_CONSIGNA_
Prosigue el texto sobre el viaje por Sierra Morena a partir de su última oración.

_TEXTO PROPORCIONADO_

En Conquista viven muchos guardas de la finca del duque de Westminster
Y Sierra Morena sigue. Por el camino de la Plata, que continúa cada
vez en peor estado pero perfectamente identificable entre la vegetación,
subiendo y bajando montes, a veces atravesando las trincheras y hasta
alguna estación abandonada de la vía del antiguo tren que transportaba
el mineral de plomo de Horcajo hasta Peñarroya, donde se clasificaba
(según Ángel me contó también, a veces la proporción de plata era tan
alta que la empresa lo mezclaba con tierra para que el Gobierno no se lo
requisase) y las casas de los guardas que vigilan la inmensa finca por
la que pasa, diecisiete mil hectáreas de monte llenas de caza que
pertenecen a un solo dueño (según Ángel y Felipe, el de la Inés, el
duque de Westminster, nada menos), llegamos hasta el río Guadalmez, que
es la frontera con Andalucía. De allí hacia abajo, el terreno se suaviza
ya, incluso se convierte en una llanura al fondo de la cual está
Conquista, el primer pueblo de Córdoba, con aire de ser de colonización y
en el que viven muchos de los guardas que vigilan la finca del duque de
Westminster, varios de los cuales están en el bar cuando llegamos.
Ninguno es muy hablador (entra en su sueldo, supongo), pero todos
coinciden en que aquél viene muy poco —“tres cuatro veces al año”— y que
lo hace en helicóptero o en coche desde Sevilla, a donde viaja en avión
desde Londres.
—¿Y a ustedes cómo les trata? — les pregunto, por curiosidad.
—Bien. No tenemos queja.
Monterías
Tanto en La Mancha como en Andalucía, los territorios que más
recorrió Cervantes aparte de Madrid y de Toledo y en los que situó
varias de sus obras, los latifundios ocupan gran parte de ellos,
consecuencia del reparto de la tierra que los reyes hicieron entre las
órdenes militares y otras personas influyentes, aristócratas y nobles
principalmente, a medida que los iban reconquistando a los árabes, para
que los repoblaran y defendieran. Muchos de ellos son cotos de caza
exclusivos para el disfrute de cazadores que pagan fortunas por
participar en las monterías que sus dueños organizan, salvo que sean sus
invitados, que suelen ser gente ‘vip’ o de la realeza europea.
En los pueblos de Sierra Morena, donde muchos trabajan para esas
personas, se cuentan cientos de historias (siempre en privado,
naturalmente) sobre lo que sucede en esas jornadas y sobre sus
participantes.

_FILAS PROPORCIONADAS_
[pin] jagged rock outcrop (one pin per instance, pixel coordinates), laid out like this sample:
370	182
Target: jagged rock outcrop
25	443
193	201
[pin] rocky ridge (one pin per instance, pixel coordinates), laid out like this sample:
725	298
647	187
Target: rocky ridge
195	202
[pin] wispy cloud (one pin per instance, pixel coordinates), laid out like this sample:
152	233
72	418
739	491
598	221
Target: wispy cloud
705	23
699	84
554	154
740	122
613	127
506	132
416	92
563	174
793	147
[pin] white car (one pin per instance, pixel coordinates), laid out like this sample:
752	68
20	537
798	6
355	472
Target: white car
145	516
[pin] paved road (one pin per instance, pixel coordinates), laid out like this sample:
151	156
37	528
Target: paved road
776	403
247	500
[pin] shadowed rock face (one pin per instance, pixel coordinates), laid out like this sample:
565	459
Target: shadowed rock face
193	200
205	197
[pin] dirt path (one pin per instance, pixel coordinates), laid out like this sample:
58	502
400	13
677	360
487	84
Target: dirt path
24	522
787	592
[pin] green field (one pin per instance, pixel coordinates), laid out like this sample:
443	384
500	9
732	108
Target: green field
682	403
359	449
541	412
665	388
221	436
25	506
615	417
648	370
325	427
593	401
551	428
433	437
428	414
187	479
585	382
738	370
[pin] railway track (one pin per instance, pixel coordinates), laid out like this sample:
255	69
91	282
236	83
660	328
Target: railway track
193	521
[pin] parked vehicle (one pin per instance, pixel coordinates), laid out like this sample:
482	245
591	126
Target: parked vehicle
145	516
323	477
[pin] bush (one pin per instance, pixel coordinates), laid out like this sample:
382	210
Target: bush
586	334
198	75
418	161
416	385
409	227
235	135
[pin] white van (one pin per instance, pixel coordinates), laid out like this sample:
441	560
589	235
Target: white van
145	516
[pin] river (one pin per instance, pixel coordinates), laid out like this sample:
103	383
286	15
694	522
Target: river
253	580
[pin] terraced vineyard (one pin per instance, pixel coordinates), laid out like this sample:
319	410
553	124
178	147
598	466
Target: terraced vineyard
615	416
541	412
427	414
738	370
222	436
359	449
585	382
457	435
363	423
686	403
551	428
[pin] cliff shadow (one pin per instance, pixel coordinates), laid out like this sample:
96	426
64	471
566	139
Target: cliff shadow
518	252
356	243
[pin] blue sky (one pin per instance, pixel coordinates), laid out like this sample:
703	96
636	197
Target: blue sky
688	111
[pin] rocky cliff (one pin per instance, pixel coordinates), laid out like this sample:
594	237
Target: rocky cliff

_RESULTADO DEL EJERCICIO_
19/31 Peña Escrita, el corazón de Sierra Morena
El camino sigue para encontrar el lugar al que se retiró el hidalgo para cumplir penitencia
Por Azuel, dando la vuelta hacia Fuencaliente, nos internamos de
nuevo en Sierra Morena después de dejar Conquista y a sus guardabosques
(uno de los cuales se animó a hablar al final y me contó, entre otras
cosas, que muchos de los que vienen a las monterías de La Garganta, como
se llama la finca del Duque de Westminster, lo hacen más “a la caza del
conejo que a la del ciervo”) con intención de encontrar el lugar exacto
al que, en opinión de Astrana Marín y Agostini, se habría retirado don
Quijote para cumplir penitencia al modo en que lo hizo su admirado
maestro Amadís de Gaula; es decir, el sitio en el que, huyendo de la
Santa Hermandad, que lo perseguía, el hidalgo manchego acabó de
enloquecer del todo. Hay teorías que lo sitúan aquí y allá a lo largo de
Sierra Morena, pero Astrana lo identifica con Peña Escrita, un peñón
con inscripciones rupestres en sus cortados y que coincide con la
descripción que del lugar de retiro de don Quijote hace Cervantes:
“Llegaron en estas pláticas al pie de una montaña que, así como peñón
tajado, estaba sola entre muchas que la rodeaban. Corría por su falda un
manso arroyuelo, y hacíase por toda su redondez un prado tan verde y
vicioso que daba contento a los ojos que le miraban…”. Fuera o no éste
de Peña Escrita, el escenario coincide con la descripción y, por si le
faltara algo, dista ocho leguas de Almodóvar, que son las que para
Cervantes también había, según escribe.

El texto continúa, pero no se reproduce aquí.